Could you gather every line of the material below that contains the word "petal" and copy each one out?

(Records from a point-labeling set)
------
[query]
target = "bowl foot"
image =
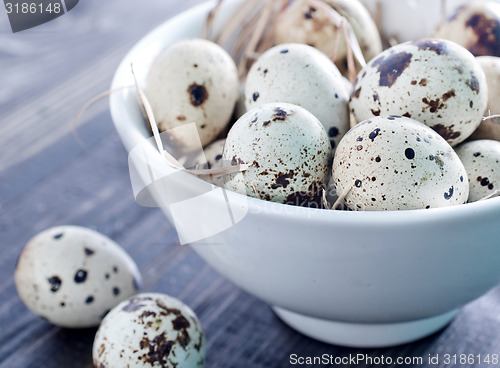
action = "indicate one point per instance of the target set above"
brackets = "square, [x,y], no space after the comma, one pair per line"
[364,335]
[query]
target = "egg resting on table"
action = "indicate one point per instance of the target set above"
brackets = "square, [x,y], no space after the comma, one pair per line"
[72,276]
[150,330]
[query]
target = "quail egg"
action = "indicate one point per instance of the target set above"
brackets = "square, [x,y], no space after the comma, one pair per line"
[72,276]
[481,160]
[288,149]
[304,23]
[196,81]
[436,82]
[397,163]
[475,26]
[211,159]
[301,75]
[149,330]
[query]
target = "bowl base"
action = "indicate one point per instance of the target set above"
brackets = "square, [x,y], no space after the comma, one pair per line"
[364,335]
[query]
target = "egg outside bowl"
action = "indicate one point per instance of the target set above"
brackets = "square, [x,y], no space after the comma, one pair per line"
[363,279]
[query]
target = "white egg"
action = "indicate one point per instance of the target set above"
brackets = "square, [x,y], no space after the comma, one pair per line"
[211,158]
[303,76]
[302,22]
[150,330]
[475,26]
[288,149]
[481,160]
[397,163]
[196,81]
[72,276]
[490,128]
[436,82]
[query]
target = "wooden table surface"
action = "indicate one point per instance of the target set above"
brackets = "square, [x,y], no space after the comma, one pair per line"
[47,178]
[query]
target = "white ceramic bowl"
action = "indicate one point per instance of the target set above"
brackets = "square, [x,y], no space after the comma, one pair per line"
[350,278]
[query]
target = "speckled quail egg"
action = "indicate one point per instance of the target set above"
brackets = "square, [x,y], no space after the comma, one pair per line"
[288,149]
[301,75]
[196,81]
[150,330]
[475,26]
[481,160]
[490,128]
[211,158]
[304,23]
[72,276]
[408,20]
[397,163]
[436,82]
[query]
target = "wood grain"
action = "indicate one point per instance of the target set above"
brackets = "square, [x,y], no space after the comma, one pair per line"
[48,179]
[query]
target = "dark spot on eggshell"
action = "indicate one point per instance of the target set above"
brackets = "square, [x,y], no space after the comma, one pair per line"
[449,194]
[487,31]
[473,83]
[134,304]
[333,132]
[282,180]
[446,132]
[158,348]
[391,67]
[198,94]
[237,161]
[279,114]
[80,276]
[410,153]
[374,134]
[180,322]
[137,283]
[434,105]
[55,283]
[356,93]
[484,182]
[437,46]
[446,96]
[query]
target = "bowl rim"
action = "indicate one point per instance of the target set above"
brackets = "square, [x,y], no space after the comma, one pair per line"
[123,77]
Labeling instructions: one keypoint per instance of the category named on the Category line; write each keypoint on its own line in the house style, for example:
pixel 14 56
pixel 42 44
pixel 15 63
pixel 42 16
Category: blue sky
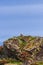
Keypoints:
pixel 21 16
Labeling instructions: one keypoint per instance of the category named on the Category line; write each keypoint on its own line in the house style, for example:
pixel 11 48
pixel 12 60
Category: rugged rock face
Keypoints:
pixel 23 48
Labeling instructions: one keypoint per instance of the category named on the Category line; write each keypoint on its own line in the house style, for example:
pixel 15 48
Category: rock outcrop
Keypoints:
pixel 23 48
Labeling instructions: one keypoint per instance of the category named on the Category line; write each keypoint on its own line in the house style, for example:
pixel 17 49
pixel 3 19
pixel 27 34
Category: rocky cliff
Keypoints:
pixel 23 48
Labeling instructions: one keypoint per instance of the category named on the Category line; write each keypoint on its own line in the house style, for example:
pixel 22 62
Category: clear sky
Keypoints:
pixel 21 16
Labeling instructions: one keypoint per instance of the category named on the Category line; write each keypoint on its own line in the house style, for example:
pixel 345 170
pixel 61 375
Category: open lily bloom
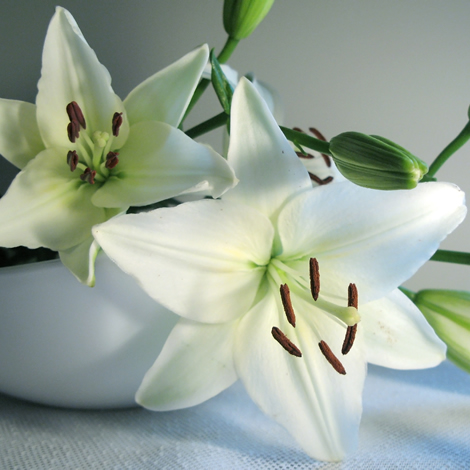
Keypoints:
pixel 244 273
pixel 86 155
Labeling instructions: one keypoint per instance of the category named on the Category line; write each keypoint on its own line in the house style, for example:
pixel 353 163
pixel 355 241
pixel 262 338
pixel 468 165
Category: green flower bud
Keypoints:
pixel 448 312
pixel 375 162
pixel 241 17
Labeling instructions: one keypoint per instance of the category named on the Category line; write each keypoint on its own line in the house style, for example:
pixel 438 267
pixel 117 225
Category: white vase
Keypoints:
pixel 65 344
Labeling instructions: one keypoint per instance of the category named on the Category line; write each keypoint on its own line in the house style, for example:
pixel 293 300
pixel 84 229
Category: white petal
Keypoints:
pixel 375 239
pixel 398 336
pixel 80 260
pixel 71 72
pixel 20 140
pixel 195 364
pixel 203 260
pixel 166 95
pixel 46 205
pixel 317 405
pixel 272 98
pixel 159 162
pixel 263 160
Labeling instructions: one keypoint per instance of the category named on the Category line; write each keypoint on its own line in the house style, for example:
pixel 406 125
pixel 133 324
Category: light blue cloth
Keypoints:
pixel 412 420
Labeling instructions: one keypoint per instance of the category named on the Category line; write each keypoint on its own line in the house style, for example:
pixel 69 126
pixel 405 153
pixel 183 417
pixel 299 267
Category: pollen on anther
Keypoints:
pixel 116 123
pixel 287 304
pixel 72 159
pixel 88 176
pixel 307 156
pixel 74 113
pixel 111 160
pixel 320 181
pixel 285 342
pixel 331 358
pixel 314 278
pixel 73 130
pixel 353 301
pixel 349 339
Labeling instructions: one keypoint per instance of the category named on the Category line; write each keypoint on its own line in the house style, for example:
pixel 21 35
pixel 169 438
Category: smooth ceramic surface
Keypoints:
pixel 65 344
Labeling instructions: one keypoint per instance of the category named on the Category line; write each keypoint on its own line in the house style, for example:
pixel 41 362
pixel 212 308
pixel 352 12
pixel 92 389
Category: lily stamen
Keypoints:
pixel 349 339
pixel 88 175
pixel 72 159
pixel 73 130
pixel 287 304
pixel 116 123
pixel 307 156
pixel 285 342
pixel 111 160
pixel 320 181
pixel 314 278
pixel 331 358
pixel 353 301
pixel 74 113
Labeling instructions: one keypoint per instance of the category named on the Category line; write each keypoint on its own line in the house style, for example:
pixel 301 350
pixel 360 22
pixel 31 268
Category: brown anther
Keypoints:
pixel 116 123
pixel 349 339
pixel 320 181
pixel 307 156
pixel 88 176
pixel 314 278
pixel 331 358
pixel 73 130
pixel 353 301
pixel 74 113
pixel 111 160
pixel 282 339
pixel 72 159
pixel 327 159
pixel 317 133
pixel 287 304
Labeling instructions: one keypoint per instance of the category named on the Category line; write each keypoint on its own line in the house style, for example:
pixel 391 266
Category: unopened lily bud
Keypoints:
pixel 448 312
pixel 375 162
pixel 241 17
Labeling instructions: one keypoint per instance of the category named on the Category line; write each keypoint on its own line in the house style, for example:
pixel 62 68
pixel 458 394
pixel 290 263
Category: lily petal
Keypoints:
pixel 203 260
pixel 20 140
pixel 195 364
pixel 80 260
pixel 269 170
pixel 317 405
pixel 46 206
pixel 166 95
pixel 159 162
pixel 375 239
pixel 71 72
pixel 398 336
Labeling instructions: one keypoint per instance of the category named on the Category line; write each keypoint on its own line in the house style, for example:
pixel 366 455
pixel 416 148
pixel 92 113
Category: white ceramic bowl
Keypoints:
pixel 65 344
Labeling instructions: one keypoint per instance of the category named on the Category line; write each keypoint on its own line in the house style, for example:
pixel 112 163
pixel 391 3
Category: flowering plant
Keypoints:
pixel 286 269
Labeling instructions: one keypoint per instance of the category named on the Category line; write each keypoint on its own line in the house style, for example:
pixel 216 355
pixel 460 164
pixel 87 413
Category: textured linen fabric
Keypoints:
pixel 412 419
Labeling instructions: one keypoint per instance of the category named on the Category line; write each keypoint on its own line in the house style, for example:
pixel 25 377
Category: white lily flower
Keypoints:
pixel 120 153
pixel 221 264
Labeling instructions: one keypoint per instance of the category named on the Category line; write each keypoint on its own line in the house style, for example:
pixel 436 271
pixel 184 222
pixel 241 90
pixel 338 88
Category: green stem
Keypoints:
pixel 224 55
pixel 456 257
pixel 307 140
pixel 227 50
pixel 207 126
pixel 458 142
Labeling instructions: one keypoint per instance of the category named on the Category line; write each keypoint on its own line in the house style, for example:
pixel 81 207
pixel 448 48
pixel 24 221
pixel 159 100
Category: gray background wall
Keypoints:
pixel 395 68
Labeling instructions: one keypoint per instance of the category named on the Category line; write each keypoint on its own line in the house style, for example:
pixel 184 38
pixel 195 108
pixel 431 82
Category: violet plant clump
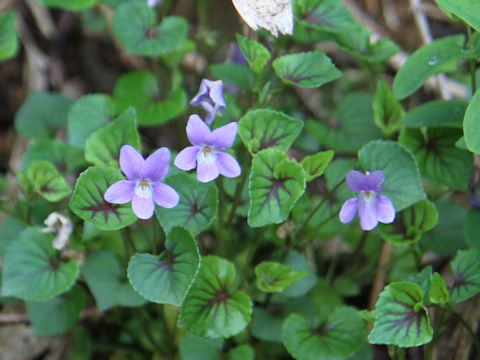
------
EXERCISE RESULT:
Category: white petal
Category: lily petal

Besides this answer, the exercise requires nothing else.